====== SOURCE PASSAGE

Enoxaparin (Lovenox), dalteparin (Fragmin), tinzaparin (Innohep), fondaparinux (Arixtra), and danaparoid (Orgaran) are the low-molecular-weight heparins (LMWHs)/low-molecular weight heparinoid currently in use.  While LMWHs should replace unfractionated heparin (UFH) for preventing thromboembolism in certain clinical settings, some unresolved issues remain to be addressed in specific trials before LMWHs can generally replace UFH for all indications.  Clinical trials have enabled the evaluation of the principal roles that standard UFHs or LMWHs play in clinical practice.  Although the anti-thrombotic efficacy and safety of LMWHs are at least equal to that of UFHs, the medical literature supports their use over UFHs only in certain clinical settings.

In December 2008, Celgene issued a Dear Healthcare Professional letter describing a controlled clinical study suggesting that Innohep may increase the risk for death, compared to UFH when used to treat elderly patients with renal insufficiency.  It recommended consideration of alternatives to Innohep when treating these patients for deep vein thrombosis (DVT) with or without pulmonary embolism (PE).

============
====== RECORD SET

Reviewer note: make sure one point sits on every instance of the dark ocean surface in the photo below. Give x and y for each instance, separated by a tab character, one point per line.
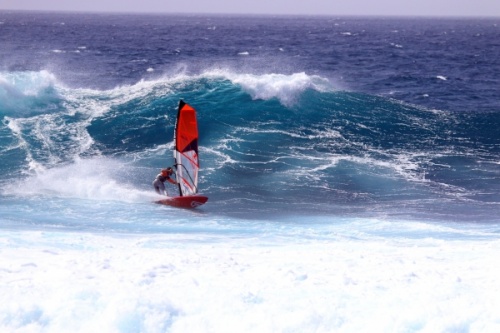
352	166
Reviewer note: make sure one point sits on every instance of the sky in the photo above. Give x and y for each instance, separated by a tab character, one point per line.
489	8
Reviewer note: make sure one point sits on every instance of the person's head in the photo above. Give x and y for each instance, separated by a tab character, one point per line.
167	172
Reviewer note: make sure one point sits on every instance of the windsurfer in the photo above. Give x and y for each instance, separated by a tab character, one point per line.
161	178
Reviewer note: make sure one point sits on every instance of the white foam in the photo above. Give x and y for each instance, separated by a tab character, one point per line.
77	282
286	88
94	179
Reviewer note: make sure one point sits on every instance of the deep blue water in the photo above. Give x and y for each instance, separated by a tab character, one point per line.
297	115
352	167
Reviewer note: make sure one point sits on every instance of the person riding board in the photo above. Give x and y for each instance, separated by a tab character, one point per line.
161	178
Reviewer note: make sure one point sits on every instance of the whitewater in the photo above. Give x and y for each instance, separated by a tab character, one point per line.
352	167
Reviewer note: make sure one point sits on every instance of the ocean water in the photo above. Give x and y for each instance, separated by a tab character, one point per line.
352	167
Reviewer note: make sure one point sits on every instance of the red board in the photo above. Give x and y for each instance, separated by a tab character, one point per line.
188	201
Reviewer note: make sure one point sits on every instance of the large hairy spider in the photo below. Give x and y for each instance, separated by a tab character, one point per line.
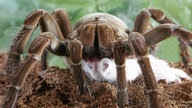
93	37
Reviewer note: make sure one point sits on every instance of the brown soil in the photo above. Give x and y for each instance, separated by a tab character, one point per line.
56	88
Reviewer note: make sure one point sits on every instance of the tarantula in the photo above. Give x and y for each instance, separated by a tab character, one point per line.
93	37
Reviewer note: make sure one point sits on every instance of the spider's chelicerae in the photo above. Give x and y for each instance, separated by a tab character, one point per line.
94	39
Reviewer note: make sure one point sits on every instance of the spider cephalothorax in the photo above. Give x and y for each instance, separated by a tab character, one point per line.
95	36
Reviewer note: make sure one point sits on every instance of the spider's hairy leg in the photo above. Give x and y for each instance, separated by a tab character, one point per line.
49	23
142	25
75	50
45	41
20	40
137	42
61	17
119	58
160	17
166	30
105	39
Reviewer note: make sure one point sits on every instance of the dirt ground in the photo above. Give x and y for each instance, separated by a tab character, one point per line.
56	88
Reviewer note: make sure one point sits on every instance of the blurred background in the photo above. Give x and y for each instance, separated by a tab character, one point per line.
13	13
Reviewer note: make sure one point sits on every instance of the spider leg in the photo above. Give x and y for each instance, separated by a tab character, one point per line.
119	58
62	20
57	23
20	40
45	41
143	20
47	24
75	50
137	42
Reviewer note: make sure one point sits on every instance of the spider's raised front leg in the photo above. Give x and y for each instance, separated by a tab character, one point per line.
48	23
184	35
75	50
119	51
137	42
45	41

============

EXERCISE:
Answer these questions from the heparin passage:
1. What brand name does the passage give for fondaparinux?
2. In what month and year did Celgene issue its Dear Healthcare Professional letter?
3. What patients did the letter say might face a higher risk of death with Innohep than with UFH?
The entries have no connection to the heparin passage.

WRITTEN RESPONSE:
1. Arixtra
2. December 2008
3. Elderly patients with renal insufficiency